* [What you need to do]:
Turn the entries below into a numbered list and leave out any blank lines.

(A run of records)
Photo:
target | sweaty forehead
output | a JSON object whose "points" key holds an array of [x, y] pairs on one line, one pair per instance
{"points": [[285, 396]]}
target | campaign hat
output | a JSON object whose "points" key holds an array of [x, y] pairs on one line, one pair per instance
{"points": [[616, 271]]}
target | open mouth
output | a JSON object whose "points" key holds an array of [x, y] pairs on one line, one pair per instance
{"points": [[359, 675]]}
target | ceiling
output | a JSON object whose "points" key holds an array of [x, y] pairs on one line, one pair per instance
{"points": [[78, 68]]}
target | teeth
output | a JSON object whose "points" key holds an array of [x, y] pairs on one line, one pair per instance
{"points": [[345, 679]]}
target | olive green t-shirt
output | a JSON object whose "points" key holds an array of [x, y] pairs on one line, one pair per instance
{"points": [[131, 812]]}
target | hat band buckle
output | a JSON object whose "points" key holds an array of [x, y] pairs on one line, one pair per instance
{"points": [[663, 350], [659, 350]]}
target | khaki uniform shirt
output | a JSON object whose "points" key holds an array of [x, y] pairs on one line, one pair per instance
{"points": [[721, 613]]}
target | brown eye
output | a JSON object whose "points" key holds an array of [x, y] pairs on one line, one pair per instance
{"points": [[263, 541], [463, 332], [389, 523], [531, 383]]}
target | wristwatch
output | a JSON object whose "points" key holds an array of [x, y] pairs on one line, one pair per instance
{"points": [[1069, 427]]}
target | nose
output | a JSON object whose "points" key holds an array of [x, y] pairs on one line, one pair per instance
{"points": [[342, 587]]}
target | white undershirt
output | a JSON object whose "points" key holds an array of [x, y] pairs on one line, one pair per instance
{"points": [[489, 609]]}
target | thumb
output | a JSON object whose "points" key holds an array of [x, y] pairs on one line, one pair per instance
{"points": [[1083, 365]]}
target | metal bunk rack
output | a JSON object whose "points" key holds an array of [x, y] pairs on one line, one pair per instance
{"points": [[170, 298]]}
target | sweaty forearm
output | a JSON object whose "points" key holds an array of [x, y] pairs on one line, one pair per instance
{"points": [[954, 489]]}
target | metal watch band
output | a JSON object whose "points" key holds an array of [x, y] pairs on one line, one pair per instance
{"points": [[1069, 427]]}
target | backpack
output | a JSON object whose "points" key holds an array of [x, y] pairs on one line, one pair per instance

* [Finished task]:
1. Photo:
2. target | sweaty forehead
3. output | a JSON object whose "points" key holds an array of [x, y] pairs on one line, one pair per instance
4. {"points": [[285, 396]]}
5. target | campaign hat
6. output | a JSON object whose "points" key holds an array of [x, y] pairs on one line, one pair per instance
7. {"points": [[616, 271]]}
8. target | open mouth
9. output | a JSON object whose "points" key holds an array of [x, y] pairs on one line, one pair per instance
10. {"points": [[359, 675]]}
11. target | ceiling
12. output | a JSON object whose "points" key holds an array of [x, y] pairs on one line, one pair per instance
13. {"points": [[78, 68]]}
14. target | teeth
15. output | a JSON object whose "points" key holds an array of [x, y] pairs on one line, one pair per instance
16. {"points": [[345, 679]]}
17. target | olive green t-shirt
18. output | a JSON object whose "points" key holds an array of [x, y] pairs on one line, one pair per instance
19. {"points": [[131, 812]]}
20. target | hat band buckle
21. output | a JSON object whose "points" key holds an array of [x, y] pairs on one line, one pair per instance
22. {"points": [[663, 350], [659, 350]]}
23. target | khaki uniform shirt
24. output | a JSON object whose "points" key holds an array of [x, y] pairs on one line, one pair per instance
25. {"points": [[721, 613]]}
26. target | brown eye
27. output | a JSON object whose "points" key holds an array of [x, y] pairs on one line, one pair per instance
28. {"points": [[263, 541], [463, 332], [389, 523], [531, 383]]}
29. target | wristwatch
30. output | a JSON object whose "points" key holds an array of [x, y] pairs on one line, one pair per instance
31. {"points": [[1069, 427]]}
32. target | nose
33. output | a JSON object whose "points" key holds an array of [x, y] pairs on one line, one pair per instance
34. {"points": [[342, 587]]}
35. target | white undershirt
36. output | a JSON object whose "points" key holds an array of [x, y] pairs on one line, one pair per instance
37. {"points": [[489, 609]]}
38. target | thumb
39. output | a JSON object whose "points" key holds an array of [x, y] pairs on one line, one pair per instance
40. {"points": [[1083, 365]]}
41. target | metal bunk rack
42. output | a JSON object whose "points" key holds an array of [x, y] pairs on one line, one pair per instance
43. {"points": [[170, 298]]}
44. target | sweaty forearm
45. output | a JSON object whose "points" key holds an array of [x, y] pairs on one line, one pair per instance
46. {"points": [[954, 489]]}
47. target | metal watch band
48. output | a JSON object whose "points" key holds an array of [x, y] pairs on one line, one pair per instance
49. {"points": [[1069, 427]]}
50. target | backpack
51. output | a JSON object whose "points" key holds an array of [x, y] pairs on one line, one pair per instance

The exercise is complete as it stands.